Point placement records:
## Begin

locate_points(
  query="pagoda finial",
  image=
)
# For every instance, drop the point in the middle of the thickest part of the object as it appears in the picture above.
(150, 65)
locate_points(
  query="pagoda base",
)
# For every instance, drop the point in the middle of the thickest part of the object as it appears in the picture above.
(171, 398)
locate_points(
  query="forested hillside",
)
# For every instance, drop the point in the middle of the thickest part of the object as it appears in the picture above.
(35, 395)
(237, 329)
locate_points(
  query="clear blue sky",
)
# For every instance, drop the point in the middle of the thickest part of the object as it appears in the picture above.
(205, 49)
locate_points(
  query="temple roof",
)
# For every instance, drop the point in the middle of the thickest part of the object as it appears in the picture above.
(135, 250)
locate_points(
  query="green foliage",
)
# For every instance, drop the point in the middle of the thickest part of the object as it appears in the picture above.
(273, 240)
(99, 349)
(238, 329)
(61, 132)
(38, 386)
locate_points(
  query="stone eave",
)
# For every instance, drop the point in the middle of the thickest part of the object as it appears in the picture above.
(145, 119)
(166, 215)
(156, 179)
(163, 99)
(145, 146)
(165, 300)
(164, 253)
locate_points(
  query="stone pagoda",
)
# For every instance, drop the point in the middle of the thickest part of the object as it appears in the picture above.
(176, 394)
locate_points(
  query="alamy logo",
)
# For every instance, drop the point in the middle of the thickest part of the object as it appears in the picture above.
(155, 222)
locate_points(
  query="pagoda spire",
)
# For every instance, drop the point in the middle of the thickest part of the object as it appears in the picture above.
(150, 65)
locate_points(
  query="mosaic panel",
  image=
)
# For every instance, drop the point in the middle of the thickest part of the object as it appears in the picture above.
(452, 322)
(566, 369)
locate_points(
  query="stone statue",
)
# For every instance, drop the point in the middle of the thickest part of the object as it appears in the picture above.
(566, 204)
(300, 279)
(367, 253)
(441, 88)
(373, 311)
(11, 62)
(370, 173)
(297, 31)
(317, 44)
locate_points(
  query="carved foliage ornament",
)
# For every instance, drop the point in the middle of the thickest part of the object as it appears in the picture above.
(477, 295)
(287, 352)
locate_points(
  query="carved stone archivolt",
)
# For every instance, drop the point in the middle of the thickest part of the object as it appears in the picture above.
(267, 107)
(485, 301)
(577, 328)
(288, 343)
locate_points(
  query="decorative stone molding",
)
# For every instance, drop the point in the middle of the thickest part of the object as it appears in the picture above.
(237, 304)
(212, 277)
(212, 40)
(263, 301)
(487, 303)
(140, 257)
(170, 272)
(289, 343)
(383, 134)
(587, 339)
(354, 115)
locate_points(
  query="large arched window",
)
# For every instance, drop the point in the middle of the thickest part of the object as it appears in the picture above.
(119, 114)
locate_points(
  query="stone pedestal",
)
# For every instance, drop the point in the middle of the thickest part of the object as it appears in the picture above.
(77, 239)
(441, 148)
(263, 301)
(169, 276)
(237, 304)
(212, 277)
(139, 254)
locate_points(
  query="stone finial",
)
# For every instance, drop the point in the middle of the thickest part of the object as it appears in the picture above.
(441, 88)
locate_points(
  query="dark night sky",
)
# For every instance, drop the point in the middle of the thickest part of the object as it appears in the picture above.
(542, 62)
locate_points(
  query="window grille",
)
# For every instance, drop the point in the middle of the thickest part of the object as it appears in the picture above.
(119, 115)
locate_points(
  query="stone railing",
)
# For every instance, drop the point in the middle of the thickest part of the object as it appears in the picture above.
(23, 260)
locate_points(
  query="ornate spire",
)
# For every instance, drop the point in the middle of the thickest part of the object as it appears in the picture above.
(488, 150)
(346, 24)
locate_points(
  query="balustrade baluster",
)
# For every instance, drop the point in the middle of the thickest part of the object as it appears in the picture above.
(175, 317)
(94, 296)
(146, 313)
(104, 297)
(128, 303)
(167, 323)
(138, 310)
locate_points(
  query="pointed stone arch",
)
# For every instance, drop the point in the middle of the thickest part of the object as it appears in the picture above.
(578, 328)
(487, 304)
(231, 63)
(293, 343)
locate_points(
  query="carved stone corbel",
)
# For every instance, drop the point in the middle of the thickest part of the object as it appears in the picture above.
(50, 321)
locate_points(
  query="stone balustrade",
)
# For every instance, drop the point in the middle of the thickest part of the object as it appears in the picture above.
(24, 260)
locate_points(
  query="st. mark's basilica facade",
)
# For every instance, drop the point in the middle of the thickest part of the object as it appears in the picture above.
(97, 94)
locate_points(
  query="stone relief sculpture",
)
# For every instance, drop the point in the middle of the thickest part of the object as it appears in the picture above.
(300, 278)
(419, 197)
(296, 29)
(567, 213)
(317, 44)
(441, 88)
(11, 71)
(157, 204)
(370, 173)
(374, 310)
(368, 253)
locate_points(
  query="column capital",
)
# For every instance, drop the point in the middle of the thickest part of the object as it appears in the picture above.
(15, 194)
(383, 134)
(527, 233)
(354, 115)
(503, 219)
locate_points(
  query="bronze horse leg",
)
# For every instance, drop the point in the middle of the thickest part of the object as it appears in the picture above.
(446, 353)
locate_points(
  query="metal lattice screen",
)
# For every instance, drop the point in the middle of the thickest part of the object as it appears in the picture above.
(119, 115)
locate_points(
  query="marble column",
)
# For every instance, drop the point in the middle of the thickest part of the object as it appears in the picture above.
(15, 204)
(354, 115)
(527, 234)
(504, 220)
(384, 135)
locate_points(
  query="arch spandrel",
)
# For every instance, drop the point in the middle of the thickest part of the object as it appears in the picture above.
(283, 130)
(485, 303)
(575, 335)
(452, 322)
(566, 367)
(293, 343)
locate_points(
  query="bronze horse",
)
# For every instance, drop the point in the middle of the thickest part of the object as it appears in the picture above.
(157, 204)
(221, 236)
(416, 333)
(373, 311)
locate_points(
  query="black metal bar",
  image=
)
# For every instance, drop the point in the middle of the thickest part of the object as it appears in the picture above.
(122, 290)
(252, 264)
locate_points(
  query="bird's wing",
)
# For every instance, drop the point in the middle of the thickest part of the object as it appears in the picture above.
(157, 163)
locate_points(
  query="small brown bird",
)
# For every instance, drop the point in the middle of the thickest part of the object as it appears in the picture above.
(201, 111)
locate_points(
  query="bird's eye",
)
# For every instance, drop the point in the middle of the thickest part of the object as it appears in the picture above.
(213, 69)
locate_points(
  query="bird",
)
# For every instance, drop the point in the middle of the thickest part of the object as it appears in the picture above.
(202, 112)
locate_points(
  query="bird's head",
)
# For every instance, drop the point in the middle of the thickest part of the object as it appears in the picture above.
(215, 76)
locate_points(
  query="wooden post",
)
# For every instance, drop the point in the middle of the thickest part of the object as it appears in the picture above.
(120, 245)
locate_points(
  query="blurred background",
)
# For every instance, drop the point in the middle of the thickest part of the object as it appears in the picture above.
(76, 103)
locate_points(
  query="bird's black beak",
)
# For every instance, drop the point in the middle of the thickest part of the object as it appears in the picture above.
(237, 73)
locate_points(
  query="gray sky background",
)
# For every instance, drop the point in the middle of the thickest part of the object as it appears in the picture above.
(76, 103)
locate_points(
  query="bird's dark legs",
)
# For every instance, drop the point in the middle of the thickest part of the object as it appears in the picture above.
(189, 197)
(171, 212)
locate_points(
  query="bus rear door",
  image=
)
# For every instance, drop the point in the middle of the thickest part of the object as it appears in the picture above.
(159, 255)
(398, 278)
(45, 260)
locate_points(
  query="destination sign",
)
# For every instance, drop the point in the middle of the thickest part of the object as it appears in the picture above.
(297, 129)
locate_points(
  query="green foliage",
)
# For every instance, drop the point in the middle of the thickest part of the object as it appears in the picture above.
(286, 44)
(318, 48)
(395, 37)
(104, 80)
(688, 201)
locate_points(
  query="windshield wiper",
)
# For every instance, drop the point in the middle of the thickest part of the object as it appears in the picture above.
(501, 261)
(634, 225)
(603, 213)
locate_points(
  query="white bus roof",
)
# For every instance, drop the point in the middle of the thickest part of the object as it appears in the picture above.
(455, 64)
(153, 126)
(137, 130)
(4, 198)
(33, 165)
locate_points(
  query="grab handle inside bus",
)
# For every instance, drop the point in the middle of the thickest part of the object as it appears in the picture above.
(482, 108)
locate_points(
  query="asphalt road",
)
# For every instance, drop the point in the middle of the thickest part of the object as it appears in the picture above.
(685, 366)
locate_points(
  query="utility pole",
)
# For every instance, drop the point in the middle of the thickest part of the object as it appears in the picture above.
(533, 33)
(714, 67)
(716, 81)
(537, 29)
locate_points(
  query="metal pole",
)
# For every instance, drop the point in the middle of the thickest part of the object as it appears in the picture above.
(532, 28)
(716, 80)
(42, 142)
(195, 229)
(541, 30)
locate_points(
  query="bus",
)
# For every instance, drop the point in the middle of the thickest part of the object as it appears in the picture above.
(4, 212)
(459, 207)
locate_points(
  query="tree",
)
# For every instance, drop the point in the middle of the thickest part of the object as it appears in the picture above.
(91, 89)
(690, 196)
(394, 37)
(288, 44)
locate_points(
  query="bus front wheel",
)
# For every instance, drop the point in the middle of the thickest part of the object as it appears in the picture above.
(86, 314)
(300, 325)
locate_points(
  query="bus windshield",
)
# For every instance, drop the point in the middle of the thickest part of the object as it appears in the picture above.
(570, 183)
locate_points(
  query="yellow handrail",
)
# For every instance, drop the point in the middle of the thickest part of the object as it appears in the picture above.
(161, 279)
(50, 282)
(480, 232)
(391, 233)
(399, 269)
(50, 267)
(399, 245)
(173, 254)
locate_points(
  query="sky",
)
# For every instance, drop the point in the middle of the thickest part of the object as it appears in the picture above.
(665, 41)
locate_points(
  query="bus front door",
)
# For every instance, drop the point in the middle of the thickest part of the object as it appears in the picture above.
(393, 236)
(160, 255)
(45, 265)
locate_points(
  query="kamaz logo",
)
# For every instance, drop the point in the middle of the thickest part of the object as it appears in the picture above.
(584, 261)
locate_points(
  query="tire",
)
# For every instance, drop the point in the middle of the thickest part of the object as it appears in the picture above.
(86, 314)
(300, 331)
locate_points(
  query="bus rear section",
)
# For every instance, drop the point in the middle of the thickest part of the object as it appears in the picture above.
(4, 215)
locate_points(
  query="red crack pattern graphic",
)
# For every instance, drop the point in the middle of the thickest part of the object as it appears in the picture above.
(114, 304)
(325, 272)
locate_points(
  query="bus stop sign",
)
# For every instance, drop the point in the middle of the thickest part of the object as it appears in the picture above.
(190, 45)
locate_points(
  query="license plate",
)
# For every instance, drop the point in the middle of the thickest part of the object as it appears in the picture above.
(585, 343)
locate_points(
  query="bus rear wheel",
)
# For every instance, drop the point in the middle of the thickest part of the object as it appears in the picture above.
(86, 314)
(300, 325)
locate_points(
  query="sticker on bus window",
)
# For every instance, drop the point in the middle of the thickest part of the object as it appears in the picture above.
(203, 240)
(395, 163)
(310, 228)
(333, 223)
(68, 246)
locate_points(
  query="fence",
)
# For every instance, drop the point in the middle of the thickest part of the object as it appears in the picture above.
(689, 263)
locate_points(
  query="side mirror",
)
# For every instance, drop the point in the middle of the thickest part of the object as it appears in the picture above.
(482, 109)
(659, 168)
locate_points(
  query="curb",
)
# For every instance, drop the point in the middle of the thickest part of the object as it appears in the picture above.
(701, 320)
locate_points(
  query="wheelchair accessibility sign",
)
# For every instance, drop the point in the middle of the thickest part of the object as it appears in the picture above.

## End

## Set task
Gather every line above that contains the string "window", and copy each one out. Case counts.

## Exercise output
  query="large arched window",
  query="window grille",
  query="sticker on bus window",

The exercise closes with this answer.